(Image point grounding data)
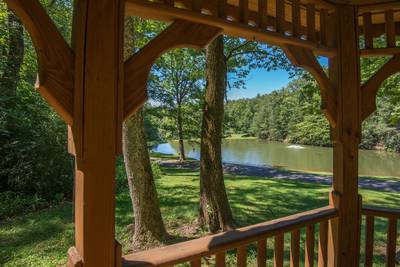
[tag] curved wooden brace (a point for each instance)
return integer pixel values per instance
(370, 89)
(304, 57)
(55, 57)
(180, 34)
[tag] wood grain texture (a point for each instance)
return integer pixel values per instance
(241, 256)
(55, 57)
(305, 58)
(262, 253)
(178, 35)
(391, 243)
(310, 246)
(369, 241)
(370, 88)
(323, 245)
(278, 250)
(235, 28)
(98, 32)
(346, 138)
(295, 248)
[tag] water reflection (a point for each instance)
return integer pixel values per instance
(306, 158)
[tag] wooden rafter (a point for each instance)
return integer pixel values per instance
(178, 35)
(303, 57)
(232, 26)
(371, 87)
(55, 57)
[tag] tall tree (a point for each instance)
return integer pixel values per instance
(149, 226)
(177, 86)
(15, 56)
(228, 63)
(215, 210)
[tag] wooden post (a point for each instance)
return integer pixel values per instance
(96, 132)
(345, 72)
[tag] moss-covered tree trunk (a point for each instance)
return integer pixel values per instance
(149, 226)
(215, 210)
(182, 156)
(15, 56)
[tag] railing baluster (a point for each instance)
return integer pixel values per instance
(310, 244)
(369, 240)
(262, 14)
(220, 259)
(262, 253)
(280, 16)
(310, 22)
(296, 23)
(295, 248)
(222, 8)
(195, 263)
(241, 256)
(391, 242)
(369, 41)
(323, 25)
(169, 2)
(390, 29)
(244, 11)
(323, 244)
(196, 5)
(278, 250)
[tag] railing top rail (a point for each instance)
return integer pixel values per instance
(381, 212)
(213, 244)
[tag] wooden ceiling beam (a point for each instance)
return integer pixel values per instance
(303, 57)
(180, 34)
(146, 9)
(370, 88)
(55, 57)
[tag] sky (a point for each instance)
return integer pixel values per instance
(263, 82)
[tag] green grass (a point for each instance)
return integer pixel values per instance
(42, 238)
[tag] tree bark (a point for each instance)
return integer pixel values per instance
(182, 156)
(215, 210)
(15, 57)
(149, 226)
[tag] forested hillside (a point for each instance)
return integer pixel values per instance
(293, 114)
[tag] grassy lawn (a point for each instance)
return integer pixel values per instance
(42, 238)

What the task asks: The response must match the data line for line, from its first line through the line with "[tag] green grass (a point for each instance)", inclusive, and must leave out the pictures.

The answer:
[tag] curved wooden brace (a point for each instance)
return integer pixel values per instance
(370, 89)
(304, 57)
(55, 57)
(180, 34)
[tag] wood grain texture (a point for each instance)
return integer pixel values per instance
(241, 256)
(55, 57)
(305, 58)
(262, 253)
(178, 35)
(391, 243)
(310, 246)
(369, 241)
(370, 88)
(323, 245)
(278, 250)
(235, 28)
(98, 32)
(346, 138)
(295, 248)
[tag] water reflection (a point for each instance)
return integer pixel values per instance
(306, 158)
[tag] wooden rafter (a point for each instance)
return integer pixel values per instance
(178, 35)
(303, 57)
(232, 26)
(371, 87)
(55, 57)
[tag] tall tree (a point for each instance)
return integer pixel values per instance
(149, 226)
(177, 86)
(15, 56)
(228, 63)
(215, 210)
[tag] wooden post (a point for each instance)
return integer pixel values per instance
(96, 132)
(345, 72)
[tag] moss-covered tree trunk (a point for each instance)
return integer pixel values per instance
(149, 226)
(215, 210)
(182, 156)
(15, 56)
[tag] railing baluster (a point for each instance)
return integer pixel values per instance
(310, 244)
(369, 240)
(262, 14)
(220, 259)
(262, 253)
(280, 16)
(310, 22)
(296, 23)
(295, 248)
(222, 8)
(195, 263)
(241, 256)
(391, 242)
(369, 41)
(323, 25)
(169, 2)
(390, 29)
(244, 11)
(323, 244)
(196, 5)
(278, 250)
[tag] railing top rail (a point for each instance)
return integer pixel values per instance
(381, 212)
(213, 244)
[tag] wooden ceiling beam (a point for each instance)
return integer pixel values per instance
(303, 57)
(180, 34)
(146, 9)
(370, 88)
(55, 57)
[tag] sky (a point for each instance)
return integer pixel values per instance
(263, 82)
[tag] green grass (a point for each instance)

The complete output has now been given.